The strength of the small church is in human relationships, Dudley explains. "If we define the church by the business of religious institutions budgets, buildings, and bodies the small church comes out on the short end. But the small church appears much stronger when measured by human relationships. If the church is defined by the number of people who know and care about one another by name, then the small church has already grown."4 Often folks spend generations finding ways to absorb even rather eccentric characters into the fabric of the church family. While it is true that they don't accept newcomers quickly, Dudley asserts that, given time, small churches do some thing even more significant: they adopt them into the family. Relationships, once formed, are for a lifetime. "In the small church," Dudley explains, "everyone has a place."5

New pastors are no exception; they too must earn their place in the social fabric. Given enough time (which seldom happens), a pastor can become a trusted part of a small church family rather than a transient and meddlesome outsider. All of this takes a special sensitivity that can never be taught in organizational efficiency training.

The best small church pastor I ever met served a Methodist congregation in the rural Midwest. I rarely saw him exhibit either organization or efficiency, but he never lacked warmth and enthusiasm. He opened doors by being friendly and a good listener. All the town businesspeople knew him; so did the residents of the nursing home. If he'd nothing else to do, he'd wander up and down Main Street meeting people or visiting in the cafe. He attended every Kiwanis Club meeting, and was almost always at the sidelines in the team colors, rooting for the high school basketball team. He became fully and deeply a part of the community and betrayed no ambition to be anywhere else. In his congregation he knew who the traditional leaders were, and he was sensitive to their authority. He waited years before cautiously suggesting changes to them. By that time, they loved and trusted him, and would have followed him anywhere. He was the first true small church expert I ever met, and he was an inspiration.6

Failure and excellence

There is much that is lovely about small church life. In many small churches the cur rents of Christian love run strong and deep. Dedication to the Lord's work is second to none. Children continue to learn about Jesus, discouraged people find strength for another week, thinkers find challenging discussions, lonely people get a hug or a solid handshake, and friends clasp hands. In many small churches you'll find surprisingly excellent preaching and music, thoughtful Sabbath or Sunday school discussions, spiritual lives of remarkable richness, and people passionately active in outreach ministries.

Yet as they compare themselves to what they see as the ideal church the growing, energetic suburban congregation many small churches live under a cloud of failure. Recently I read an article written by a denominational executive recommending that small churches that haven't grown in a decade be closed. They're not showing signs of success, he opined, and are wasting personnel and other resources.

I thought of the little family church in which I grew up in the barely-there hamlet of Cleveland, North Dakota. I recall the folks in my church often feeling somewhat left be hind by the rest of the world. New church members were being added by the hundreds in California and in Africa and in Argentina but not among the farmers of Stutsman County.

Far from growing, the church has lost people decade by decade, just as the community where it is located: some have grown old, some have moved away, some have met untimely deaths, and nearly all the young people have gone elsewhere to seek their fortunes. I can think of very few baptisms into that congregation other than the church's own children or an occasional person marrying into one of the church's families. By all the most frequently mentioned standards, that church has been a failure and should close.

- The task:
Continue the passage about small churches, starting right after its final sentence.

- Data for review:

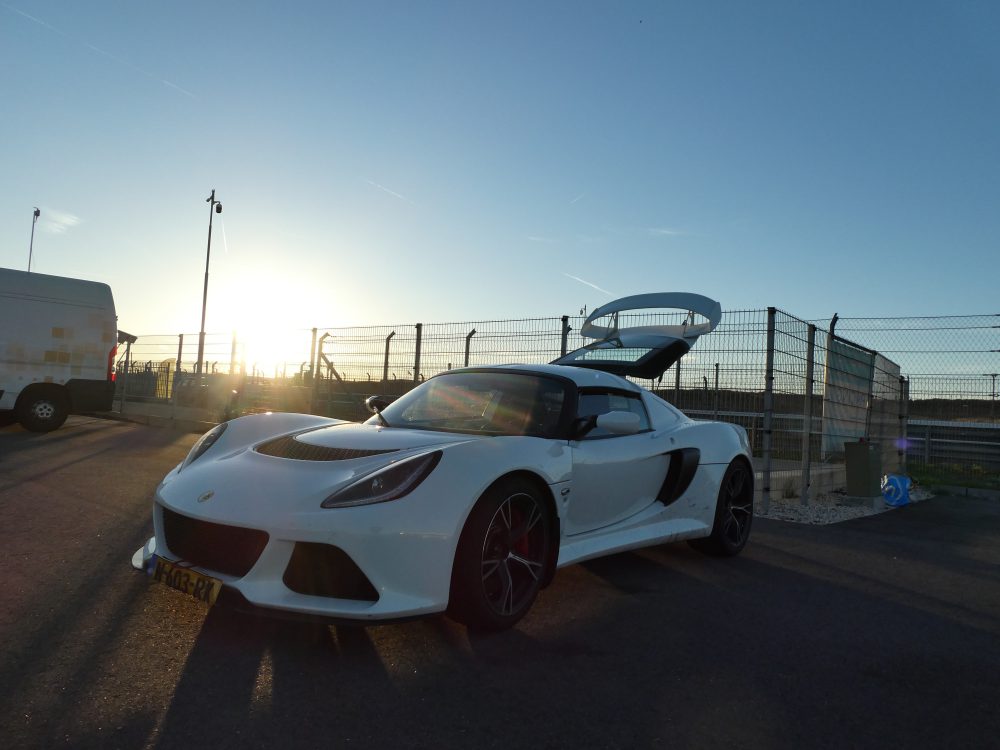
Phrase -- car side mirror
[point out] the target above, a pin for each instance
(376, 404)
(620, 422)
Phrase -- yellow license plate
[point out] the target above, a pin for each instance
(187, 581)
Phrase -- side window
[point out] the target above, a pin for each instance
(595, 403)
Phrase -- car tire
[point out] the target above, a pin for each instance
(502, 558)
(733, 513)
(42, 410)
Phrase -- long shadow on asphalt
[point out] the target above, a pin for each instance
(787, 645)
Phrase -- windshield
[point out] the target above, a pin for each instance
(483, 402)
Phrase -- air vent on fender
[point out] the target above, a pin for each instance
(683, 465)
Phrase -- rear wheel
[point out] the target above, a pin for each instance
(502, 557)
(733, 513)
(42, 410)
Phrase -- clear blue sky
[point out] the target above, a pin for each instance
(402, 162)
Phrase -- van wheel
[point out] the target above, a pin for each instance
(42, 411)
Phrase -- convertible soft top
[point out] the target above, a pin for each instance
(642, 351)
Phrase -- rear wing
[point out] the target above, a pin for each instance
(643, 351)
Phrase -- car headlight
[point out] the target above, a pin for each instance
(388, 483)
(205, 442)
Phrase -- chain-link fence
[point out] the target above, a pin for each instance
(941, 423)
(952, 364)
(802, 394)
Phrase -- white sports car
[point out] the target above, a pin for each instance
(465, 494)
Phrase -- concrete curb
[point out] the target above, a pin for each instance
(968, 492)
(170, 423)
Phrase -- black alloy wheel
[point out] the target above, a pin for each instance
(502, 557)
(733, 513)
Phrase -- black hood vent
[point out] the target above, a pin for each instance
(289, 447)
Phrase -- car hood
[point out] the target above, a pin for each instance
(350, 436)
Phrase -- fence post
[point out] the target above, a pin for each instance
(385, 362)
(871, 398)
(312, 356)
(768, 413)
(416, 359)
(807, 418)
(468, 342)
(904, 406)
(715, 399)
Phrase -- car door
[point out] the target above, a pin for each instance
(614, 476)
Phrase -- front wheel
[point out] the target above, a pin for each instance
(733, 513)
(502, 557)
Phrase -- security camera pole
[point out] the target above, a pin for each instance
(213, 207)
(31, 245)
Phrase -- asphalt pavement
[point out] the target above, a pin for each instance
(879, 632)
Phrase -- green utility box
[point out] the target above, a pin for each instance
(864, 469)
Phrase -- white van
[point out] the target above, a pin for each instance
(58, 339)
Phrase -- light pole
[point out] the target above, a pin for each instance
(31, 245)
(214, 206)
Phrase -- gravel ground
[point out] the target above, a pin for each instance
(832, 507)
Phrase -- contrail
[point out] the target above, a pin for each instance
(593, 286)
(103, 53)
(390, 192)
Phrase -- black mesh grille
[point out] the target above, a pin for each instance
(325, 570)
(289, 447)
(228, 549)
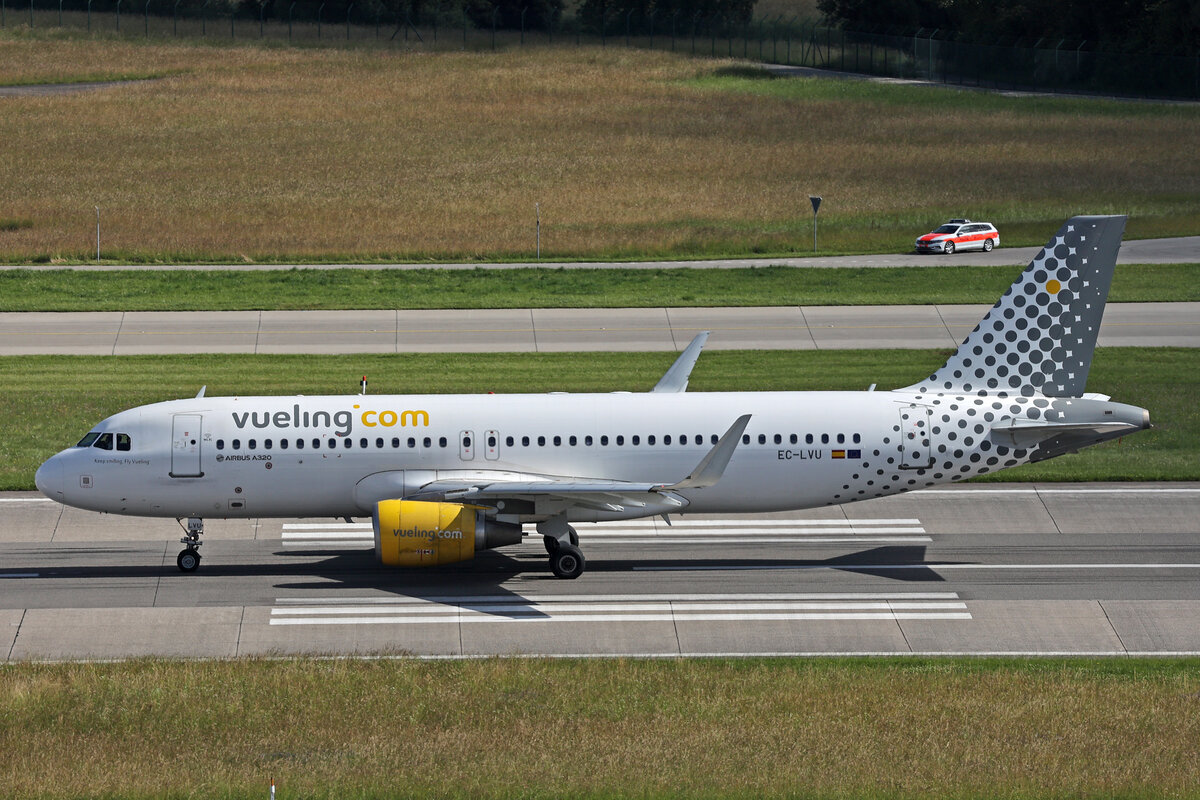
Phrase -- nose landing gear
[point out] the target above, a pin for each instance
(189, 559)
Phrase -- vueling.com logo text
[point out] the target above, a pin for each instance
(341, 421)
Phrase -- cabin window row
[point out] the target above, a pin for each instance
(526, 441)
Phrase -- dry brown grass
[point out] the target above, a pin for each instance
(599, 728)
(268, 152)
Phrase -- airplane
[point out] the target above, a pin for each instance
(444, 476)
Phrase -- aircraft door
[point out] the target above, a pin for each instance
(185, 446)
(916, 441)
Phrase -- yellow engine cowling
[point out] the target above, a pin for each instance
(411, 533)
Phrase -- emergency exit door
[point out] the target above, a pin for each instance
(185, 446)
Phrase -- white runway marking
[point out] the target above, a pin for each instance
(649, 531)
(621, 608)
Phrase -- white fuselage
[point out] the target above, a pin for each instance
(337, 456)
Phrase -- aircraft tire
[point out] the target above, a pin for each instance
(567, 561)
(189, 560)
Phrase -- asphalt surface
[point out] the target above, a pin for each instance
(549, 330)
(1183, 250)
(1003, 569)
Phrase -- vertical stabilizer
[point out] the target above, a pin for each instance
(1039, 337)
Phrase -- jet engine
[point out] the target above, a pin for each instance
(412, 533)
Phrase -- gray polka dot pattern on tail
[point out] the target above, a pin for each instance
(1039, 337)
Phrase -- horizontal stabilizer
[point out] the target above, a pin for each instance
(1025, 434)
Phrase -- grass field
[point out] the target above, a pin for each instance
(277, 154)
(540, 728)
(45, 409)
(546, 288)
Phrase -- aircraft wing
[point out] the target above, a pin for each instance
(553, 493)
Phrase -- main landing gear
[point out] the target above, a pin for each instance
(565, 557)
(189, 559)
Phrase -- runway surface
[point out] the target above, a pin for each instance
(550, 330)
(999, 569)
(1182, 250)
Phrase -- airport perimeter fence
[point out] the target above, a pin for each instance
(930, 55)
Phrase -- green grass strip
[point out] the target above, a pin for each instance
(603, 728)
(546, 288)
(51, 402)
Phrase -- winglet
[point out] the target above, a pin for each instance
(676, 378)
(712, 465)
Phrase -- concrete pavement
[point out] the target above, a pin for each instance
(1021, 569)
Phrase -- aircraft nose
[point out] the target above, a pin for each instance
(49, 479)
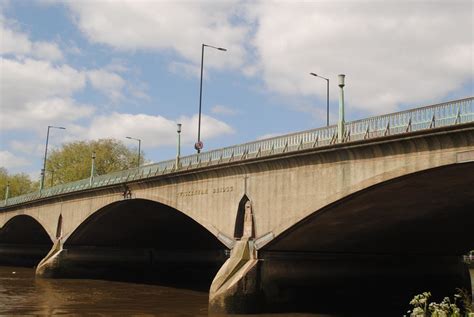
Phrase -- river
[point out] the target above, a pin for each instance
(22, 294)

- Result of this task:
But an evaluation based on growth alone cheats the church of the credit it deserves. Looking back several generations, I can count at least two-score children who grew up in that little church who went on to live lives of Christian service: church school teachers, ministers, denominational presidents and treasurers, literature evangelists, Christian book center managers, college professors, physicians and nurses, directors of church hospitals and nursing homes, and overseas missionaries. Even among those who didn't serve the church professionally, an extraordinary proportion are still faith ful believers and raising their families as faithful believers.

In short, the effect of that little congregation on God's work has been phenomenal! There are emissaries from the Cleveland, North Dakota, Seventh-day Adventist Church across this continent and around the world. That little church has been a success! I often wonder how that congregation, and thousands like it, would react if the comparisons with large church programs that make them feel inferior were replaced with affirmations of their own successes.

Now I am far from the prairies. The church I pastor in California is small too, but instead of looking out on wheat fields and cows, it fronts on some of the most expensive real estate in the country. Instead of farmers, I preach to Stanford students and Silicon Valley engineers.

The dynamics here do, in fact, differ from those of the rural churches I once served; education and resources and a surrounding city do make a difference. Yet even here we treasure the rich qualities of small church life: the network of relationships, the respect for tradition, the desire to build trust with one another, the preference for a personal rather than a programmed ministry.

The most important thing I've learned is that we're not at our best when we try to play big church instead of being what we can be: an excellent, intelligent, thoughtful, and active little congregation. I think of my 200- member church as a specialized ministry to our community. We're not Macy's; we're a small, classy boutique. We're not Safeway; we're a little gourmet deli. We know we can't do it all, and so we focus on trying to do what we can do best.

I am convinced that this specialized ministry has a niche. There are enough people who choose small churches in preference to larger churches with more people and pro grams just down the road, that it would be a mistake to insist that every church reach for mega-church status.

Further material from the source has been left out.